Não será em si, pela técnica, que se pode definir a cozinha local ou regional, mas sim pelo hábito da sua repetição. A cozinha não é apenas a cozedura mas a forma de por em prática continuada uma receita. A receita não será somente a sucessão de procedimentos, ela é sobretudo a recolha e acréscimos de produtos e da vontade dos consumidores através dos tempos. As receitas de cozinha, mesmo da autêntica cozinha regional, são dinâmicas e tendem a evoluir. Demoravam cem anos a alterar? Talvez. Hoje a evolução é mais rápida.
Por isso vamos encontrar uma variedade de migas em quase todas as cozinhas regionais portuguesas. Certo é que não encontramos essa designação nos manuais e primeiros livros de cozinha. Tanto em Domingos Rodrigues (1680), como em Lucas Rigaud (1780) até João da Mata (1876) o termo migas não é mencionado. No entanto, na Sopa de queijo, e lombo de porco ou de vaca, de Domingos Rodrigues, se lhe tirarmos a carne, temos umas migas pobres ou sem conduto.
Surpreendente é verificar que Carlos Bento da Maia, no seu Tratado Completa de Cozinha e Copa (1904) apenas apresenta uma receita de migas mas que são doces, e obviamente confeccionadas com migalhas de pão.
Curiosamente é com Olleboma, na sua Culinária Portuguesa (1936) que nos aparece a designação migas associada às Açorda ou migas de bacalhau e Açorda ou migas de Carne de Porco à Alentejana.
Manuel Ferreira, com a sua Cozinha Ideal (1943), é verdadeiramente o primeiro livro de cozinha para profissionais do século XX, apenas nos indica uma receita de migas de feijão branco e utiliza o pão de milho, sem ficarem muito enxuto e também não terem muito caldo para não parecerem sopa.
Parece consensual que dentro do capítulo das migas, há um receituário que parece por si só ser uma categoria que são as migas de bacalhau, que no Alentejo adquirem a designação de “gatas”. A tradição de fazer migas com peixe e designadamente de bacalhau deveu-se ao baixo preço que este gadídeo tinha. Acresce as regras religiosas que desde a Idade Média até ao século XVIII obrigavam a comer peixe em cerca de cento e trinta dias por ano.

Dados.
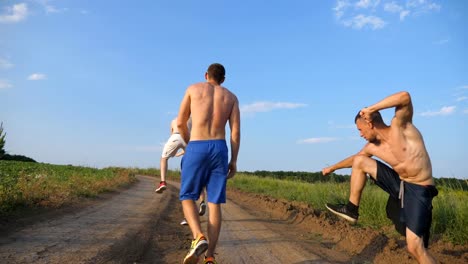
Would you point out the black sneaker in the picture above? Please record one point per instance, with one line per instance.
(342, 211)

Requisitos do exercício.
**A)** Responda a estas perguntas sobre o texto acerca das migas:
(i) Em que ano foi publicada a Culinária Portuguesa, de Olleboma?
(ii) Que pão usa Manuel Ferreira na receita de migas de feijão branco?
(iii) Que designação têm as migas de bacalhau no Alentejo?
**B)** Transcreva do texto sobre as migas o trecho que começa nas palavras “Manuel Ferreira, com” e acaba em “dias por ano.”.

Resultados por tarefa.
**A)**
(i) Em 1936.
(ii) Pão de milho.
(iii) “Gatas”.

**B)**
Manuel Ferreira, com a sua Cozinha Ideal (1943), é verdadeiramente o primeiro livro de cozinha para profissionais do século XX, apenas nos indica uma receita de migas de feijão branco e utiliza o pão de milho, sem ficarem muito enxuto e também não terem muito caldo para não parecerem sopa.
Parece consensual que dentro do capítulo das migas, há um receituário que parece por si só ser uma categoria que são as migas de bacalhau, que no Alentejo adquirem a designação de “gatas”. A tradição de fazer migas com peixe e designadamente de bacalhau deveu-se ao baixo preço que este gadídeo tinha. Acresce as regras religiosas que desde a Idade Média até ao século XVIII obrigavam a comer peixe em cerca de cento e trinta dias por ano.